The price of national health care is death

From Reason:


The film [The Barbarian Invasions] opens with a nun struggling down the corridor of a crowded ward to administer Holy Communion. Patients, health professionals, even electricians, are tripping over each other, packed into an environment of general confusion. And yet there is another floor of the hospital that is completely closed, thanks to a government directive.

The dying man’s son is a successful investment banker in London. He’s the kind of guy who can wriggle around anything. First he wrangles his way into the hospital’s management offices without a pass and corners the manager, who is completely isolated from the chaos outside. He offers her a bribe to get his father moved out of the zoo and into a private space on the empty floor. She quietly takes the bribe but points out that she can do nothing without the hospital employees’ union. The son pays off the union boss to prepare a private room on the empty floor. Painters, carpenters, and other workers quickly make it up.

■ Extracted entries:
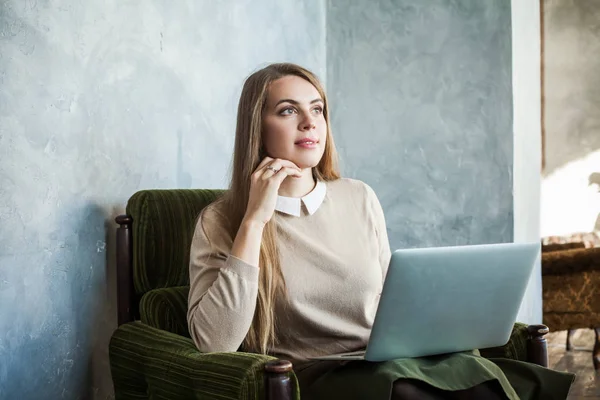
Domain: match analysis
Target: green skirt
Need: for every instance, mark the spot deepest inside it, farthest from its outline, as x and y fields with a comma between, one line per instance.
x=362, y=380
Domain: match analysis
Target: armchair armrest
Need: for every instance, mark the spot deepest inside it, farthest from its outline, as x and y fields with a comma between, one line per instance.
x=151, y=363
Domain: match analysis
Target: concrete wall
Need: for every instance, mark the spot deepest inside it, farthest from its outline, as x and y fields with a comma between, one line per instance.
x=422, y=111
x=571, y=185
x=527, y=143
x=97, y=100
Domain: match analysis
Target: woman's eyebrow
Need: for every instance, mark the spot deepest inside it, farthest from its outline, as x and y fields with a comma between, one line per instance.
x=295, y=102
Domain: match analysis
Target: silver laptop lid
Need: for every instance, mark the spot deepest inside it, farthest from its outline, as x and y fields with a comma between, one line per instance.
x=450, y=299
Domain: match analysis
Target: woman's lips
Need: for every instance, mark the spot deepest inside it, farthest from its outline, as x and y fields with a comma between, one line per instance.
x=307, y=143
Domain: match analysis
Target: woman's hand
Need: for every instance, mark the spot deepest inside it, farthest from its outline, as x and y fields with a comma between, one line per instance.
x=264, y=186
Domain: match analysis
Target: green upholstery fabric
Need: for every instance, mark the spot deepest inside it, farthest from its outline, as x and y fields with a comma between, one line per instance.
x=163, y=226
x=515, y=349
x=166, y=309
x=148, y=363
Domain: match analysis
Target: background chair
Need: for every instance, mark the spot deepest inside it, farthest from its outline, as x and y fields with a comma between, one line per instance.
x=151, y=353
x=571, y=289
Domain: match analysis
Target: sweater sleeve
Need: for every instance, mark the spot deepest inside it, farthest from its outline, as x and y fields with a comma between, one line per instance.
x=223, y=288
x=381, y=231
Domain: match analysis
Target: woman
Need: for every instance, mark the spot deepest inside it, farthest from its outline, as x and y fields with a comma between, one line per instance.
x=291, y=261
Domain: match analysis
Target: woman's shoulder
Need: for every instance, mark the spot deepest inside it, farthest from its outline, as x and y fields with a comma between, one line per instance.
x=350, y=187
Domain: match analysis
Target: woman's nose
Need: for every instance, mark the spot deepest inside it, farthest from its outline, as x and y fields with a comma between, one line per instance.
x=308, y=123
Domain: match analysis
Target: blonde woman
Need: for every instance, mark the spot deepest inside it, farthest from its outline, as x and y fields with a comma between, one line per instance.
x=291, y=261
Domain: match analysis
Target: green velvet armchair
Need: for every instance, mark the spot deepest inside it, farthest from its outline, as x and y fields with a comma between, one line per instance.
x=151, y=353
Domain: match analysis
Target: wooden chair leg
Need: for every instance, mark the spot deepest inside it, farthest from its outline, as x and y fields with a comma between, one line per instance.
x=596, y=351
x=278, y=385
x=569, y=344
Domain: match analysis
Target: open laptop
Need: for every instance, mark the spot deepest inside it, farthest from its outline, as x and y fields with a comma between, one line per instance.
x=448, y=299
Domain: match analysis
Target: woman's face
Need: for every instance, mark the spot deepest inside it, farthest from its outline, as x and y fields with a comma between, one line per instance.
x=294, y=127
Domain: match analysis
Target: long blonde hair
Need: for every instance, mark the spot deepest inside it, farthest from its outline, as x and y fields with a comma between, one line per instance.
x=248, y=152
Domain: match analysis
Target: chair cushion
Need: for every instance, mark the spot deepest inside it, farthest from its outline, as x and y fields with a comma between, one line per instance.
x=515, y=349
x=166, y=309
x=163, y=226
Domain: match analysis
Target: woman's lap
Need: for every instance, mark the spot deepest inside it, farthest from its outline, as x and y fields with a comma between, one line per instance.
x=376, y=381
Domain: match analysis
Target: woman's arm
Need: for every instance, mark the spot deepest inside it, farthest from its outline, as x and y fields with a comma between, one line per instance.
x=223, y=287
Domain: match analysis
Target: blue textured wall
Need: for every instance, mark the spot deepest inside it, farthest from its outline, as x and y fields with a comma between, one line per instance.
x=97, y=100
x=422, y=111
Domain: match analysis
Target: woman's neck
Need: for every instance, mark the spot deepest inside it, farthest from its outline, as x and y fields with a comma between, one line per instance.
x=298, y=187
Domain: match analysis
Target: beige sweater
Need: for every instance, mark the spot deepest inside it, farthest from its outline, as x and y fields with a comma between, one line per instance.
x=333, y=261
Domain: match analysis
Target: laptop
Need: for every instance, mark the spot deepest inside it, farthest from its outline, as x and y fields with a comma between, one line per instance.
x=448, y=299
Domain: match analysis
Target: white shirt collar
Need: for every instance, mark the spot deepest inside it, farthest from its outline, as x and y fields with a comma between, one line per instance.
x=312, y=201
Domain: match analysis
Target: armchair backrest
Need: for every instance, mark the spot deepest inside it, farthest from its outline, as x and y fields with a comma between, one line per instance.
x=153, y=242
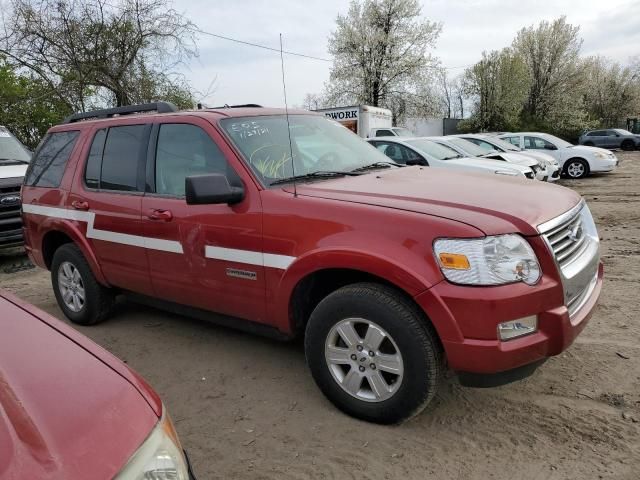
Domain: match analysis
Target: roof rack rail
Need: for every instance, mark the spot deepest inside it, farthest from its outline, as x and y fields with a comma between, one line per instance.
x=245, y=105
x=159, y=107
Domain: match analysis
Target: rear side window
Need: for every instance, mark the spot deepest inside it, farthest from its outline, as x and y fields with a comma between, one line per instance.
x=122, y=151
x=114, y=158
x=384, y=133
x=48, y=164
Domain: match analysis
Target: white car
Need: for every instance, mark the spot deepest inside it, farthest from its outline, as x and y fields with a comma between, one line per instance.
x=14, y=160
x=576, y=161
x=494, y=144
x=420, y=151
x=471, y=150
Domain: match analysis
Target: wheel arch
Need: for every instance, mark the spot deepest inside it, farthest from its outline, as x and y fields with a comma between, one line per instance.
x=66, y=232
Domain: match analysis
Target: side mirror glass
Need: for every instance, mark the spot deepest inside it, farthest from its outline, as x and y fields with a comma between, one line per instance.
x=211, y=189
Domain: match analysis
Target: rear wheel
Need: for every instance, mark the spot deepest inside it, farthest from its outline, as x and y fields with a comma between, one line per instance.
x=82, y=299
x=576, y=168
x=628, y=145
x=372, y=353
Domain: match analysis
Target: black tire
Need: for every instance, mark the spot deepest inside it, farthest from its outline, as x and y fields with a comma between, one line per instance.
x=413, y=334
x=99, y=300
x=575, y=168
x=628, y=145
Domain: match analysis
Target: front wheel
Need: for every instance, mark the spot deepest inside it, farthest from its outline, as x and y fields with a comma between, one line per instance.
x=576, y=168
x=372, y=353
x=80, y=297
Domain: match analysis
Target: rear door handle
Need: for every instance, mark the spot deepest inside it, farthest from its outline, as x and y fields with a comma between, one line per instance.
x=80, y=205
x=157, y=214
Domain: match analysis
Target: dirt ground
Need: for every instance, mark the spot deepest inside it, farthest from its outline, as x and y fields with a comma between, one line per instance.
x=246, y=407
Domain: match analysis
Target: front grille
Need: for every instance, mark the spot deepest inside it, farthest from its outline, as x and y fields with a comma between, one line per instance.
x=573, y=240
x=10, y=215
x=567, y=240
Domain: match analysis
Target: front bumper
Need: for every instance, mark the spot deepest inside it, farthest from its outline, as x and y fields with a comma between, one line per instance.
x=472, y=345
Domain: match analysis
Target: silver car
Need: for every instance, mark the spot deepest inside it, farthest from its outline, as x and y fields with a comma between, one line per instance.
x=611, y=138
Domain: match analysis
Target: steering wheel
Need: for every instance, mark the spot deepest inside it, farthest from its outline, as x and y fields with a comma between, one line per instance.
x=328, y=161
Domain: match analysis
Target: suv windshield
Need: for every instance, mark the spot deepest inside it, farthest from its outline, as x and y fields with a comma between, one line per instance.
x=469, y=147
x=436, y=150
x=11, y=149
x=317, y=144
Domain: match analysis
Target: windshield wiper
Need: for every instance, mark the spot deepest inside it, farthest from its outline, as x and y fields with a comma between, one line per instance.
x=318, y=174
x=375, y=165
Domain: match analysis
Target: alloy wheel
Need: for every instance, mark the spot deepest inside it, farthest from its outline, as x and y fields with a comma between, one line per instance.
x=71, y=287
x=364, y=360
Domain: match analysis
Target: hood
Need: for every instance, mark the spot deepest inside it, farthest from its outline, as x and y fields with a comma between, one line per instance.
x=588, y=150
x=64, y=412
x=516, y=158
x=486, y=164
x=13, y=171
x=494, y=204
x=540, y=156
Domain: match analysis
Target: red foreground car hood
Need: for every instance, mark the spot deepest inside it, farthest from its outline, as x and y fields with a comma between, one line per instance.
x=65, y=413
x=494, y=204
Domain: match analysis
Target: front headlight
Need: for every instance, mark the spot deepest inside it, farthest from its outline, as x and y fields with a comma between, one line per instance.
x=494, y=260
x=160, y=457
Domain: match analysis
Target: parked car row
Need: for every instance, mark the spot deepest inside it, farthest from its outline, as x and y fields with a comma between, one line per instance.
x=287, y=224
x=575, y=161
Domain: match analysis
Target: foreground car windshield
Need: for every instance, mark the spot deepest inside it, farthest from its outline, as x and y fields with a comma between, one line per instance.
x=434, y=149
x=317, y=144
x=12, y=149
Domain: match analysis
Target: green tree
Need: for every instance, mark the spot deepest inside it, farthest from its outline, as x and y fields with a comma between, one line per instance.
x=613, y=91
x=499, y=86
x=28, y=106
x=86, y=50
x=556, y=79
x=381, y=57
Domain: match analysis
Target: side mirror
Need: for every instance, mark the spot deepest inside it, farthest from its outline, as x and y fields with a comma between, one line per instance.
x=211, y=188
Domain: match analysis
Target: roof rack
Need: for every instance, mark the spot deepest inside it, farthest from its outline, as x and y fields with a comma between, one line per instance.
x=245, y=105
x=159, y=107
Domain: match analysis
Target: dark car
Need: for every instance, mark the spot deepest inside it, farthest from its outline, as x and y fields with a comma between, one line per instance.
x=611, y=138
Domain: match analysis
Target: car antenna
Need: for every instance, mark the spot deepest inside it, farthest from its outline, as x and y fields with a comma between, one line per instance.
x=286, y=111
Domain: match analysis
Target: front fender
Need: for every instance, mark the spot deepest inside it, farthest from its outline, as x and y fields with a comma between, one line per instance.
x=409, y=272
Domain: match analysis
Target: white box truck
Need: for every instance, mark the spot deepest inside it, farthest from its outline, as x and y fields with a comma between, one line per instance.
x=361, y=119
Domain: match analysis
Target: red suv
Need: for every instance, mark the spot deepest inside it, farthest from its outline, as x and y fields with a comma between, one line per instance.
x=287, y=223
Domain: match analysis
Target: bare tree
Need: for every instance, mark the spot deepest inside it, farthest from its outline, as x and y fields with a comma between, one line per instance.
x=79, y=47
x=381, y=56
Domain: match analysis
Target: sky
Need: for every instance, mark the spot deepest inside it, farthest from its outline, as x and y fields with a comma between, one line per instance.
x=231, y=73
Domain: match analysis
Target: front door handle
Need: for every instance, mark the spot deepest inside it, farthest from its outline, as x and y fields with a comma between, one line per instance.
x=157, y=214
x=80, y=205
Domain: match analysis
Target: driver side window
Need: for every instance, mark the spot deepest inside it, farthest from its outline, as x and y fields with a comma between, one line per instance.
x=537, y=143
x=184, y=150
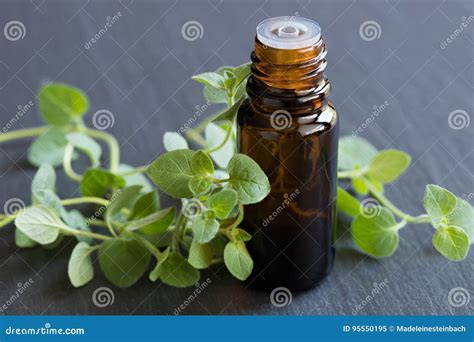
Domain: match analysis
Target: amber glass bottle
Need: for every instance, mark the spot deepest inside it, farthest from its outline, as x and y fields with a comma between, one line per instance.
x=290, y=128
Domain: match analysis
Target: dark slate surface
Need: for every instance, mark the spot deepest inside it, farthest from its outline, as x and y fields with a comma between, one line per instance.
x=140, y=70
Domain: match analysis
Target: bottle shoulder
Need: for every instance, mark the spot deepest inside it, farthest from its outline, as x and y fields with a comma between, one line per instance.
x=319, y=121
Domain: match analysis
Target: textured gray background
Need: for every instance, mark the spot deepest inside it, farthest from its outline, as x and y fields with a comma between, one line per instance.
x=140, y=71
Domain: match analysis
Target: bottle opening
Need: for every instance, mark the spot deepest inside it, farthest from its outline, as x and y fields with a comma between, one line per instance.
x=288, y=33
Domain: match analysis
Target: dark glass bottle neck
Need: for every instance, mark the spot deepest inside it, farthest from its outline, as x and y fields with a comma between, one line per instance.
x=290, y=79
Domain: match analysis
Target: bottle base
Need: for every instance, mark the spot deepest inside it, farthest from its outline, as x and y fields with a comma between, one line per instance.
x=297, y=285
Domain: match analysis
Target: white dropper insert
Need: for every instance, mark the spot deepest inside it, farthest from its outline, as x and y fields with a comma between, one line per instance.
x=288, y=33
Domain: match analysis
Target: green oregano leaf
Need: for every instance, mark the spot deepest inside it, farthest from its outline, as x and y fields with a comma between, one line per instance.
x=41, y=224
x=452, y=242
x=238, y=260
x=171, y=172
x=247, y=179
x=176, y=271
x=211, y=79
x=123, y=261
x=346, y=203
x=223, y=202
x=376, y=234
x=87, y=145
x=388, y=165
x=201, y=164
x=204, y=229
x=154, y=223
x=200, y=255
x=80, y=269
x=174, y=141
x=199, y=185
x=60, y=103
x=438, y=203
x=97, y=182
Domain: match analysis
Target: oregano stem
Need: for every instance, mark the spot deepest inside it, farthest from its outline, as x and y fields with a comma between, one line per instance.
x=223, y=142
x=68, y=153
x=390, y=206
x=114, y=148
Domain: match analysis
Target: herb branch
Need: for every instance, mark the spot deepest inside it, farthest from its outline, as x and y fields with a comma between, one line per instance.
x=129, y=228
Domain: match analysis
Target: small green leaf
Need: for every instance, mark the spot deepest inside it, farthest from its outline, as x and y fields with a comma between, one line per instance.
x=40, y=224
x=242, y=71
x=60, y=103
x=146, y=205
x=135, y=179
x=174, y=141
x=155, y=223
x=80, y=269
x=355, y=152
x=204, y=230
x=239, y=234
x=44, y=179
x=97, y=182
x=48, y=148
x=211, y=79
x=176, y=271
x=360, y=186
x=123, y=261
x=223, y=202
x=215, y=95
x=346, y=203
x=200, y=255
x=215, y=135
x=199, y=185
x=376, y=235
x=452, y=242
x=248, y=179
x=155, y=273
x=87, y=145
x=238, y=260
x=438, y=203
x=171, y=172
x=462, y=216
x=388, y=165
x=121, y=205
x=201, y=164
x=23, y=241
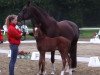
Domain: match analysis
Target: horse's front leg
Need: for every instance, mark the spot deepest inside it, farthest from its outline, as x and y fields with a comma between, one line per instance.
x=42, y=55
x=63, y=56
x=42, y=64
x=69, y=65
x=53, y=60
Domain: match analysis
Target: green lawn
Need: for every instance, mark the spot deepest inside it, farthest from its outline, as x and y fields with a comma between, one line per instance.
x=87, y=33
x=83, y=34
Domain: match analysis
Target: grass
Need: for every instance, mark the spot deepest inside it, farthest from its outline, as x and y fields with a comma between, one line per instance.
x=87, y=33
x=84, y=34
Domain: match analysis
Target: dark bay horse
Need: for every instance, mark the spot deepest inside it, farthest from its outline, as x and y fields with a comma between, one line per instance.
x=53, y=28
x=47, y=44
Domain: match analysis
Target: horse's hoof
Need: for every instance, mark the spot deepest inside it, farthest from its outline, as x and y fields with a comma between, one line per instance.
x=70, y=72
x=73, y=69
x=62, y=73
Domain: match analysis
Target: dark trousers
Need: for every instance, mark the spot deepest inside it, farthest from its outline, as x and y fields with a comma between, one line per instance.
x=14, y=52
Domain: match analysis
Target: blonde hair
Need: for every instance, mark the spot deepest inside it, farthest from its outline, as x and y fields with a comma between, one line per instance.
x=9, y=19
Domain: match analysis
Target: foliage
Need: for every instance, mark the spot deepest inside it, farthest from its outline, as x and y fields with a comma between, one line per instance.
x=82, y=12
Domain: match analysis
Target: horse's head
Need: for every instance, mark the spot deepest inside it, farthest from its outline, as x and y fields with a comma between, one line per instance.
x=37, y=32
x=25, y=13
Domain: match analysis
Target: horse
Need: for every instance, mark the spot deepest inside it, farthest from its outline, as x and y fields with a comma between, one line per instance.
x=53, y=28
x=48, y=44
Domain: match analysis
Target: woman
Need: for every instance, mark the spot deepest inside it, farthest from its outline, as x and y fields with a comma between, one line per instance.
x=14, y=37
x=1, y=37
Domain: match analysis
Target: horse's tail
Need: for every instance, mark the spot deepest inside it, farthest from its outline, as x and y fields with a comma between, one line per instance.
x=73, y=49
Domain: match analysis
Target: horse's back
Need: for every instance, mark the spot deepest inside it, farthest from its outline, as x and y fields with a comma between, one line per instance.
x=66, y=30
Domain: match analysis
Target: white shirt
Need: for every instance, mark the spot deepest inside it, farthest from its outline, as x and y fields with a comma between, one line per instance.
x=25, y=28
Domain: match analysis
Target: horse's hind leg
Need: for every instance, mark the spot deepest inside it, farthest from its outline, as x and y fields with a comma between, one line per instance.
x=63, y=56
x=53, y=60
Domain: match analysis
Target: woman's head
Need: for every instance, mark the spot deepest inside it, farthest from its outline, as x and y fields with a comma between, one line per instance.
x=11, y=19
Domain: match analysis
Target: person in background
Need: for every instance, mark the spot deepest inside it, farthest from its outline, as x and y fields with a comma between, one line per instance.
x=24, y=29
x=99, y=34
x=1, y=37
x=14, y=37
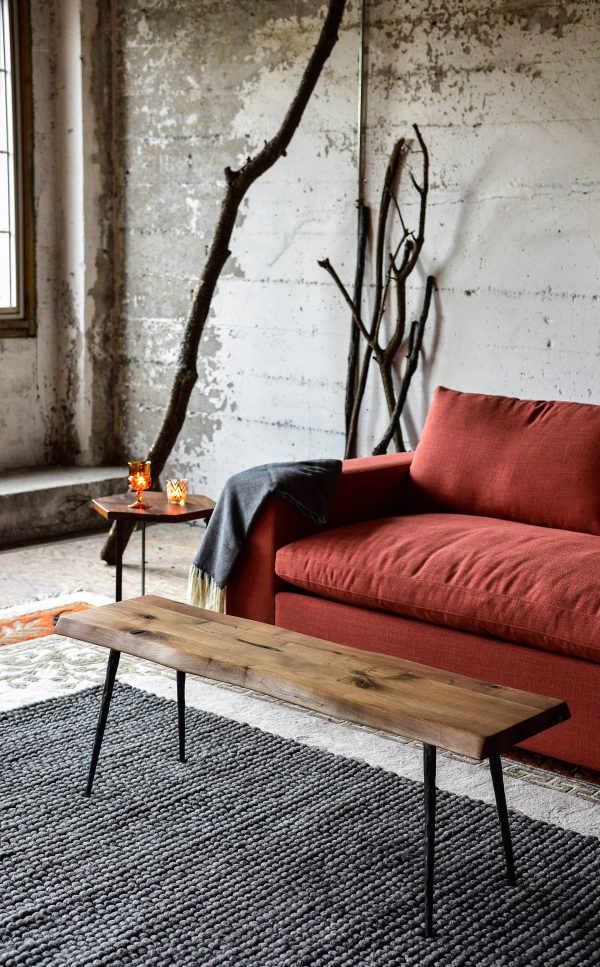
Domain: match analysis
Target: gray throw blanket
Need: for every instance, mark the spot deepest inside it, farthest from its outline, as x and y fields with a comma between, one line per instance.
x=309, y=486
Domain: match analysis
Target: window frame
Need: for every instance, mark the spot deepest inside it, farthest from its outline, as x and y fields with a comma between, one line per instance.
x=21, y=321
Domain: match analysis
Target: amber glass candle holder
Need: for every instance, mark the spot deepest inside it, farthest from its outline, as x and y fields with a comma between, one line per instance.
x=139, y=479
x=176, y=490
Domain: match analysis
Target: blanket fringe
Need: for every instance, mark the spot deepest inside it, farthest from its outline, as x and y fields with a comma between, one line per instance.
x=204, y=592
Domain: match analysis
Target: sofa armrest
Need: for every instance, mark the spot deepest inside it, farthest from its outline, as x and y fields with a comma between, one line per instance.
x=368, y=487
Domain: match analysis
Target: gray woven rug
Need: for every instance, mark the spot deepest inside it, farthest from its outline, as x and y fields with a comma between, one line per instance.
x=259, y=851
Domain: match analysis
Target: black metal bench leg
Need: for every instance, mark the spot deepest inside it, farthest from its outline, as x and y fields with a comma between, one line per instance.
x=498, y=781
x=109, y=681
x=429, y=787
x=181, y=713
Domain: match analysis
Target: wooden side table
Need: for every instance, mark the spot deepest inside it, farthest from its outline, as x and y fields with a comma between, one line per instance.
x=160, y=511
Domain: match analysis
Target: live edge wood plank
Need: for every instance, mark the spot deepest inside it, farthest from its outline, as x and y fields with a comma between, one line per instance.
x=460, y=714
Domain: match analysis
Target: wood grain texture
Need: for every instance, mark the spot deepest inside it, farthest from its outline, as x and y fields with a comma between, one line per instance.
x=116, y=507
x=460, y=714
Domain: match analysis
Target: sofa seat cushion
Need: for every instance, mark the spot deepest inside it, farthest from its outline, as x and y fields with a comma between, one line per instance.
x=520, y=582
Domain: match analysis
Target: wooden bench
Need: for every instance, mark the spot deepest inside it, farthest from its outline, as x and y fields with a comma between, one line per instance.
x=439, y=709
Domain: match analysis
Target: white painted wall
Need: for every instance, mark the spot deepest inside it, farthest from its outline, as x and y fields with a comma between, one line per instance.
x=55, y=406
x=506, y=94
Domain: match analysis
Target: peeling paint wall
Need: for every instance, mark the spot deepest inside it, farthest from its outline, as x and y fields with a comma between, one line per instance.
x=505, y=92
x=57, y=389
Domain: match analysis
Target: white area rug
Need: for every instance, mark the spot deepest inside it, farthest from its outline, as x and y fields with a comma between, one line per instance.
x=52, y=666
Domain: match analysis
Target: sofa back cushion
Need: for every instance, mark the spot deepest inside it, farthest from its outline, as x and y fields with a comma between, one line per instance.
x=524, y=460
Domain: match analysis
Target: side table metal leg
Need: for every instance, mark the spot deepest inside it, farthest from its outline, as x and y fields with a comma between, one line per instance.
x=429, y=788
x=181, y=713
x=119, y=561
x=498, y=781
x=143, y=557
x=111, y=671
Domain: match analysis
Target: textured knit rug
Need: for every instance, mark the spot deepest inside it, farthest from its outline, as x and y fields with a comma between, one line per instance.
x=259, y=851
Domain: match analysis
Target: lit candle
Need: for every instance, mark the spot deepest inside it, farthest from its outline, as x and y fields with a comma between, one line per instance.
x=176, y=490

■ Complete the following:
1 – In the passage on The Barbarian Invasions, why does the son pay off the union boss after bribing the manager?
2 – According to the passage on The Barbarian Invasions, what is the dying man's son's occupation, and where does he work?
3 – Continue the passage on The Barbarian Invasions from its last sentence.
The items have nothing to do with the passage on The Barbarian Invasions.

■ Replies:
1 – The manager took the bribe but pointed out that she could do nothing without the hospital employees' union. So the son paid the union boss to get a private room prepared on the empty floor.

2 – He is a successful investment banker in London.

3 –
Then, because there is virtually no access to PET (positron emission tomography) scans in Canada, the banker takes his father to Vermont to get one. One of the son’s friends in Baltimore — one of many Canadian doctors who have emigrated to the U.S. — examines the scan and informs him his father will have a much better chance in Baltimore than in Montreal. Remarkably, the father will have none of it: “I voted for socialized health care,” he proclaims, “and I’m prepared to suffer the consequences!”

Perhaps he is, but I’m not. Nor should Americans, not even those low-IQ idiots who are so willing to fall for the same lethal promises from the elite politicians who claim to be so very concerned about them.

The same logic applies to education, abuse prevention and almost every other government “service” you examine in detail. It NEVER works. Once you get that through your head, you can start looking at the real world.